Provided passage >>
“Create a crisis.” That call is made in a new campaign sponsored by the American Association of University Professors to force “colleges to drop their contracts with ICE’s key corporate enablers.” Despite years of criticism over the purging of faculty ranks of conservatives and libertarians, university professors continue to double down on far-left ideology that is now an orthodoxy in higher education.
I previously wrote about the AAUP’s ideological shift in my book, The Indispensable Right: Free Speech in an Age of Rage. After that book, the AAUP then selected Todd Wolfson, a far-left activist, as its new president.
Wolfson ran on the pledge to make AAUP a “fighting organization” for social change. After his selection, Wolfson has called Trump supporters “fascists” and demanded boycotts of Israel.
Given that history, it was little surprise to see the AAUP’s sponsorship of this campaign, as reported by the College Fix.
The campaign is also funded by Coefficient Giving, associated with liberal billionaire Dustin Moskovitz and his wife Cari Tuna. They have been criticized for reportedly funding groups pushing defund police and other radical agendas.
AAUP joined this campaign with Young Democratic Socialists of America, Sunrise Movement, and the Workplace Justice Lab at Rutgers University. It includes a toolkit instructing students to “create a crisis for university admin through an escalating campaign.”
The campaign seeks to organize to combat the “Trump regime” and its “terrorism”: “When students and workers join together in action, we can force our schools to stop funding and normalizing ICE collaborators and take down the whole regime.”

Task goal >> Please name the organization, besides the AAUP, that the passage about the AAUP campaign says is funding the campaign.

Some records

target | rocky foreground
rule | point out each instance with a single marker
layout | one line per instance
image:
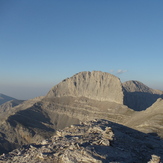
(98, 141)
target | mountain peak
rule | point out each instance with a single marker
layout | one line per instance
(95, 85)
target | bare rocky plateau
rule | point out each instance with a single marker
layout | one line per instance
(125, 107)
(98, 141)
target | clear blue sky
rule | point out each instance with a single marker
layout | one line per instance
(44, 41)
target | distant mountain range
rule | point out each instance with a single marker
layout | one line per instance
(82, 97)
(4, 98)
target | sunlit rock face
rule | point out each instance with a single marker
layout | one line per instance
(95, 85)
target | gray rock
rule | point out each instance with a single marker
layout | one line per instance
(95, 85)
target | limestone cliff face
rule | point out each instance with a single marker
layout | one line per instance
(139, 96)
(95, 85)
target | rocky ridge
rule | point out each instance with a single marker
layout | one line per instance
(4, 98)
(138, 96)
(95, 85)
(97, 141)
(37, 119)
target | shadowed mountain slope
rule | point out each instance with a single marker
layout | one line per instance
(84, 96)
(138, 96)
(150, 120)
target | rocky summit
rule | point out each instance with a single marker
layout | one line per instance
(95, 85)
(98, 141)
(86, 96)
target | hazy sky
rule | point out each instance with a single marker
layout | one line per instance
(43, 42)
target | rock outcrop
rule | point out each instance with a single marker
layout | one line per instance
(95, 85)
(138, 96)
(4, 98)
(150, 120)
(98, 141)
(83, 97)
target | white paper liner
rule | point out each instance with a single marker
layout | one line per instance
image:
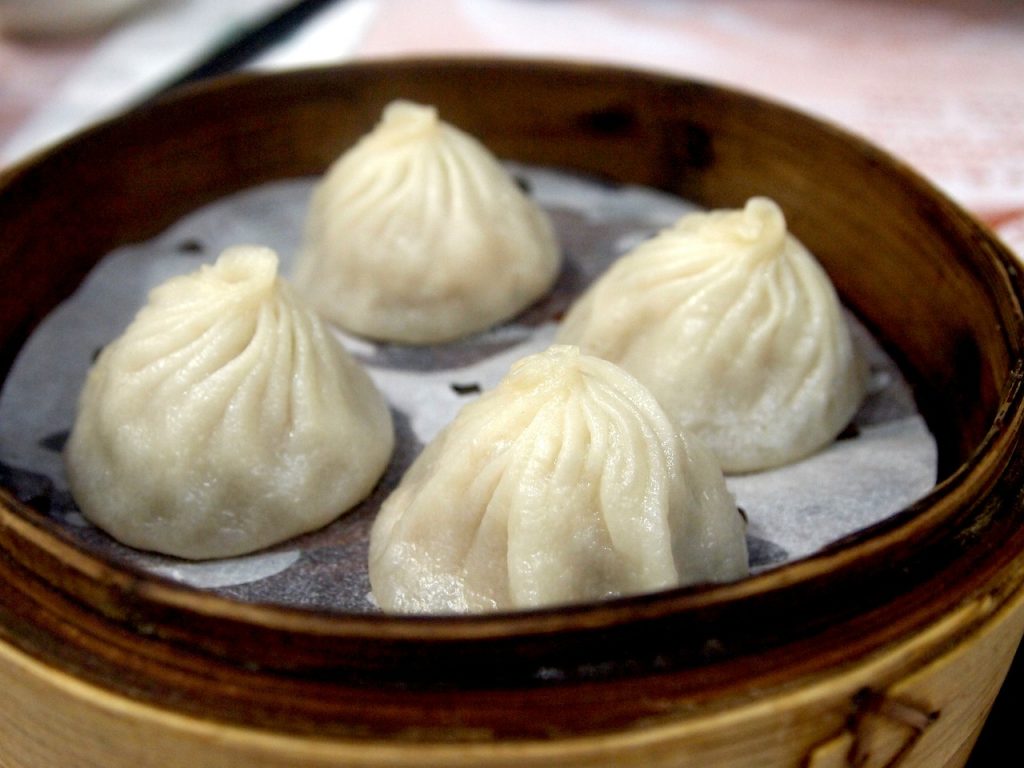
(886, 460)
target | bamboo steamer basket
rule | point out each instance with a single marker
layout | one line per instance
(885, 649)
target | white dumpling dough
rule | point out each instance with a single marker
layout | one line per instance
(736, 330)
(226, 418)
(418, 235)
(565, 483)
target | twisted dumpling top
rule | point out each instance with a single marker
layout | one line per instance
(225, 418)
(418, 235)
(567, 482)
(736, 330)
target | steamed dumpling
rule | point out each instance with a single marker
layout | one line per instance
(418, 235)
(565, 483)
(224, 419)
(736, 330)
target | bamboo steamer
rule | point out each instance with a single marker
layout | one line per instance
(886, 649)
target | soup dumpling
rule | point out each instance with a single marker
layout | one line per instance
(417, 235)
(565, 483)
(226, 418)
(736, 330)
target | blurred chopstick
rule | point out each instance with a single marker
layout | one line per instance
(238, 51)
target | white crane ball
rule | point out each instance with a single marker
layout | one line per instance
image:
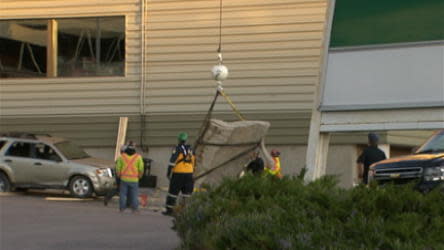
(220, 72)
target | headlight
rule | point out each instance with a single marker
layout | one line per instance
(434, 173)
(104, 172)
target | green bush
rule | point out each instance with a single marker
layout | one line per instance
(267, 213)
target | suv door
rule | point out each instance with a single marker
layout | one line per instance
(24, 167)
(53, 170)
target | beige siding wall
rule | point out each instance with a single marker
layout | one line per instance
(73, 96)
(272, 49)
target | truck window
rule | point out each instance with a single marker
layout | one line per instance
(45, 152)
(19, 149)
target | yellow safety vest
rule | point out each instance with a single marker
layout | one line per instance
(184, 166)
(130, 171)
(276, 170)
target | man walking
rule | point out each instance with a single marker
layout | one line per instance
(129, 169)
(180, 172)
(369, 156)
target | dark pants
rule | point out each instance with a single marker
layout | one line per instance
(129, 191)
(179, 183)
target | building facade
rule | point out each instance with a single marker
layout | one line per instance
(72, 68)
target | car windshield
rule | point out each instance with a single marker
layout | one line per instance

Response to this exercise >> Coefficient Giving